■ PROVIDED TEXT
=======

National Cancer Institute
at the National Institutes of Health
- Cannabis , also known as marijuana, is a plant grown in many parts of the world (see Question 1).
- The use of Cannabis for medicinal purposes dates back to ancient times (see Question 3).
- By federal law, possessing Cannabis is illegal in the United States (see Question 1).
- In the United States, Cannabis is a controlled substance that requires special licensing for its use (see Question 1 and Question 3).
- Cannabinoids are active chemicals in Cannabis that cause drug -like effects throughout the body, including the central nervous system and the immune system (see Question 2).
- Cannabinoids can be taken by mouth, inhaled, or sprayed under the tongue (see Question 5).
- Cannabis and cannabinoids have been studied in the laboratory and the clinic for relief of pain, nausea and vomiting, anxiety, and loss of appetite (see Question 6 and Question 7).
- Cannabis and cannabinoids may have benefits in treating the symptoms of cancer or the side effects of cancer therapies (see Question 7).

=======

■ RECORDS SUPPLIED

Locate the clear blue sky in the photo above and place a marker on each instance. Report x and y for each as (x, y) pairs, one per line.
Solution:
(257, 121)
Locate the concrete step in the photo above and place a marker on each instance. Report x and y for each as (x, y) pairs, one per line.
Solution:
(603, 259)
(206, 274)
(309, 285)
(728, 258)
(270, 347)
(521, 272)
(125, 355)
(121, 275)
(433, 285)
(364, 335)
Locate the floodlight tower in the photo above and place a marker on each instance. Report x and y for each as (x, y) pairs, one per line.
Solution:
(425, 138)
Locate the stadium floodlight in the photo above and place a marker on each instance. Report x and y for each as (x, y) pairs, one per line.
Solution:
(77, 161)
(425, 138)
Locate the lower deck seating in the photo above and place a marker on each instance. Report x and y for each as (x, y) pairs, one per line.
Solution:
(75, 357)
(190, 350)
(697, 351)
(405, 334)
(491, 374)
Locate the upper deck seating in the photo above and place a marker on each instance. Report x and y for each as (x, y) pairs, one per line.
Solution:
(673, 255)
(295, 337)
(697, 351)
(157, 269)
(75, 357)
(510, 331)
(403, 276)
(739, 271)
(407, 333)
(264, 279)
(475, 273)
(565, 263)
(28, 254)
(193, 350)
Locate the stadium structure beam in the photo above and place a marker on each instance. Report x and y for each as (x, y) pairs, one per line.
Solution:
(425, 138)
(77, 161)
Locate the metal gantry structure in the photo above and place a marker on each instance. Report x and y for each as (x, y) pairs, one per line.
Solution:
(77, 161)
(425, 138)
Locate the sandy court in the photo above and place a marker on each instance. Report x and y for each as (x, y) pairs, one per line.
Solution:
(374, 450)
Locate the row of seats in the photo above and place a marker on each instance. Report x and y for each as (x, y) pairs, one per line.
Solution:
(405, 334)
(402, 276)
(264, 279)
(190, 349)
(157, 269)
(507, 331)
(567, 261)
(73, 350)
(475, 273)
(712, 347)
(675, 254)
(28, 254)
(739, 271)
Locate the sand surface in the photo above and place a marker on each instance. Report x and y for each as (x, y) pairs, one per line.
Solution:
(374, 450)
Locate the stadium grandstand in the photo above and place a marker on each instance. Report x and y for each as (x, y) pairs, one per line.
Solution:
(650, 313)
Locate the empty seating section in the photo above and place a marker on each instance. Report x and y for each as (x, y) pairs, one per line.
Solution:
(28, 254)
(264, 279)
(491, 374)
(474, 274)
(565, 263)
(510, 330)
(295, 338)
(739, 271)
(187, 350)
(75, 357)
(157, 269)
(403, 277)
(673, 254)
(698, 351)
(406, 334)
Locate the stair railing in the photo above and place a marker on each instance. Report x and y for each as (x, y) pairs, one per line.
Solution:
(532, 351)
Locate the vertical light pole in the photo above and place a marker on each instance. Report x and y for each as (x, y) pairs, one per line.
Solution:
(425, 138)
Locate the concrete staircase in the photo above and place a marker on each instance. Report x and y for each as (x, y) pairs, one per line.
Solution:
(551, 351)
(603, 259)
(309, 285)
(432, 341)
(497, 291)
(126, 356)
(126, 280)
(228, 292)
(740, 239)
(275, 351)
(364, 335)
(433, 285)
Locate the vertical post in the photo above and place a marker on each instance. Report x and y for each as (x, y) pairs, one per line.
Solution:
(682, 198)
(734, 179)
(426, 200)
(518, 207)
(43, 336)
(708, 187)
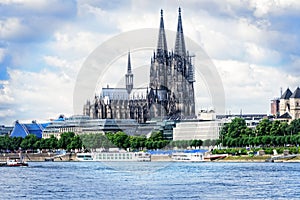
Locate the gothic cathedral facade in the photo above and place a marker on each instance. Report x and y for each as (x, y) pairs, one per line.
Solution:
(170, 94)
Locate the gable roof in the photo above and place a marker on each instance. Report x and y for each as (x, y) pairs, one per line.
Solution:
(22, 130)
(286, 94)
(296, 94)
(285, 116)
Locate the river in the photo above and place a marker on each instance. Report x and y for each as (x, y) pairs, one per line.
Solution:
(153, 180)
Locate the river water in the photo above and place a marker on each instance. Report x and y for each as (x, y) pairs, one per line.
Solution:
(153, 180)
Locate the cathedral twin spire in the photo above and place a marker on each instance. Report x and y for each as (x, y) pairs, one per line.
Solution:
(162, 48)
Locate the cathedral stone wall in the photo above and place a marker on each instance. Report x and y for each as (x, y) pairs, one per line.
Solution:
(170, 93)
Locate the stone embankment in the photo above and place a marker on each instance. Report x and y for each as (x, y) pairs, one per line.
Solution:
(39, 157)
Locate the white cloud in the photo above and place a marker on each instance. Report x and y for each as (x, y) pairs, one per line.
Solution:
(11, 28)
(33, 95)
(2, 54)
(251, 87)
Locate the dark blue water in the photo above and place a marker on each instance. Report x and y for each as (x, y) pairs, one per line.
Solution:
(155, 180)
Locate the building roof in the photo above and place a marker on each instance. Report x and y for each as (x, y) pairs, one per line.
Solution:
(296, 93)
(285, 116)
(22, 130)
(286, 94)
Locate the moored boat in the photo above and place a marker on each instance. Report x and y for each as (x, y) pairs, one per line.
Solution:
(15, 162)
(187, 157)
(211, 157)
(117, 156)
(84, 156)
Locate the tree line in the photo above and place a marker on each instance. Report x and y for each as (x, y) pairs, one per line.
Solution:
(70, 141)
(266, 133)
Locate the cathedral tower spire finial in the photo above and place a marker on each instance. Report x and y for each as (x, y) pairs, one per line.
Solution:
(129, 76)
(129, 64)
(162, 49)
(179, 43)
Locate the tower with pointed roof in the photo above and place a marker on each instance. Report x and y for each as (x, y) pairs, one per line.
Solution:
(295, 104)
(289, 105)
(171, 88)
(129, 76)
(171, 77)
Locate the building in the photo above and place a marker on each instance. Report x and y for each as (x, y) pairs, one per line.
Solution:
(5, 130)
(275, 107)
(81, 124)
(197, 129)
(24, 129)
(289, 105)
(170, 94)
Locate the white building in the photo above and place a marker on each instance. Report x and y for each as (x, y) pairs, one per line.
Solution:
(204, 128)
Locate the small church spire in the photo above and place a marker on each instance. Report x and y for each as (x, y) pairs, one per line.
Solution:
(179, 43)
(162, 48)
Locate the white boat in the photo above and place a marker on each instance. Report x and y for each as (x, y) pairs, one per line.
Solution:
(122, 156)
(84, 156)
(16, 163)
(114, 156)
(187, 157)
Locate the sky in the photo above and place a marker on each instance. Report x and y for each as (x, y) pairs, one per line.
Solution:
(254, 46)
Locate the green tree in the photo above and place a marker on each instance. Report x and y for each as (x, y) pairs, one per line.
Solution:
(29, 142)
(75, 143)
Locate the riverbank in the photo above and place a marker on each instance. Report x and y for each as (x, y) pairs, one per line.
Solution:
(42, 157)
(39, 157)
(256, 159)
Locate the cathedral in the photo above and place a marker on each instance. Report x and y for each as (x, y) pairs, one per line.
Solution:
(289, 104)
(169, 95)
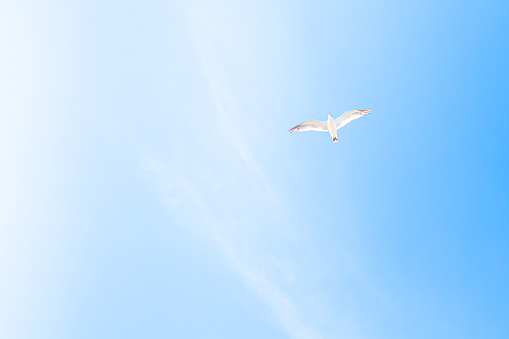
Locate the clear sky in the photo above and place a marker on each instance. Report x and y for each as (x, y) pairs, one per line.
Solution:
(149, 187)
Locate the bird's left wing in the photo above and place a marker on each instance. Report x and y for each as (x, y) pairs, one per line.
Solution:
(311, 125)
(348, 116)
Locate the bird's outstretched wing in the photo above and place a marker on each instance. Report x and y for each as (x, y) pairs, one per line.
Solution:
(311, 125)
(348, 116)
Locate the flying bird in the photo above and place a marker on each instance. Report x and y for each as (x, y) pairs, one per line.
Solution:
(331, 125)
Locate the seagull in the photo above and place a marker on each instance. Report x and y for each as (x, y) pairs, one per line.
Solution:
(331, 125)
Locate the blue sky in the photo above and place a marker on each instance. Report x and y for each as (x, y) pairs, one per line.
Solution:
(150, 187)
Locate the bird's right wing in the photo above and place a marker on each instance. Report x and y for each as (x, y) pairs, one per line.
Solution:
(348, 116)
(311, 125)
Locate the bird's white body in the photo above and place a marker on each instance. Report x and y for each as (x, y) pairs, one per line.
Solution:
(333, 129)
(331, 125)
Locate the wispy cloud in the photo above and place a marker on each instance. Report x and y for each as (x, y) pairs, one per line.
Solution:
(263, 270)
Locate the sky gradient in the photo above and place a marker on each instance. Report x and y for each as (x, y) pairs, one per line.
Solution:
(150, 187)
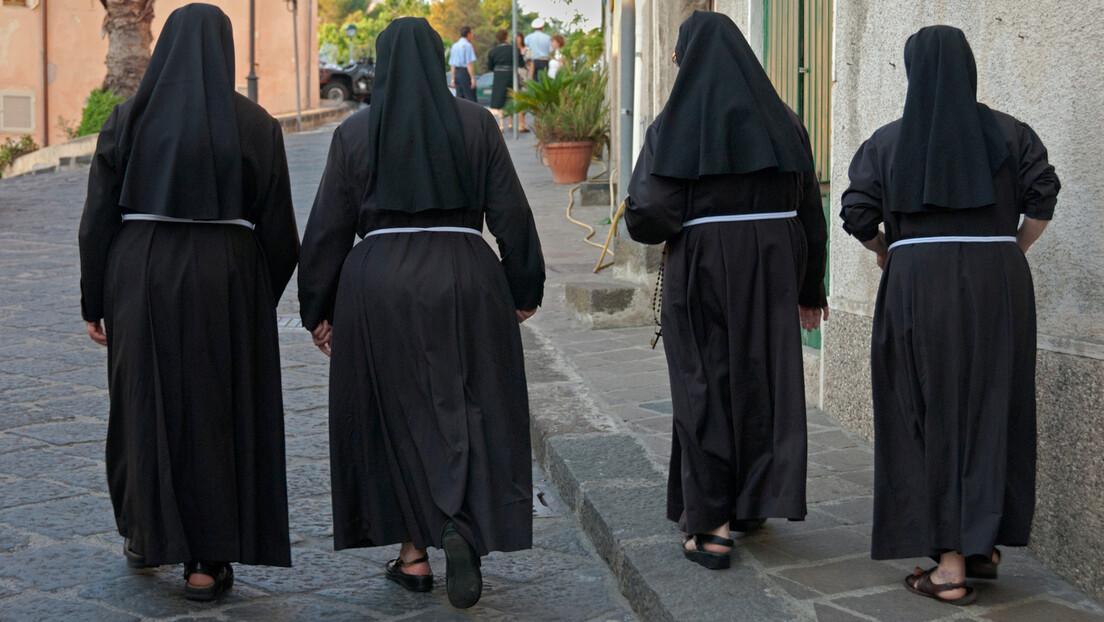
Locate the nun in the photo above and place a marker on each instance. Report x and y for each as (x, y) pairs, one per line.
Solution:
(953, 349)
(428, 406)
(187, 242)
(725, 179)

=======

■ PROBLEM TO WORK ON
Pick up the National Cancer Institute summary on Cannabis and cannabinoids after its final sentence and continue it.

■ WRITTEN ANSWER
- Two cannabinoids (dronabinol and nabilone) are approved by the U.S. Food and Drug Administration (FDA) for the prevention or treatment of chemotherapy -related nausea and vomiting (see Question 7 and Question 10).
- Cannabis has been shown to kill cancer cells in the laboratory and to affect the immune system. However, there is no evidence that Cannabis' effects on the immune system help the body fight cancer (see Question 6).
- At this time, there is not enough evidence to recommend that patients inhale or ingest Cannabis as a treatment for cancer-related symptoms or side effects of cancer therapy (see Question 7).
- Cannabis is not approved by the FDA for use as a cancer treatment (see Question 9).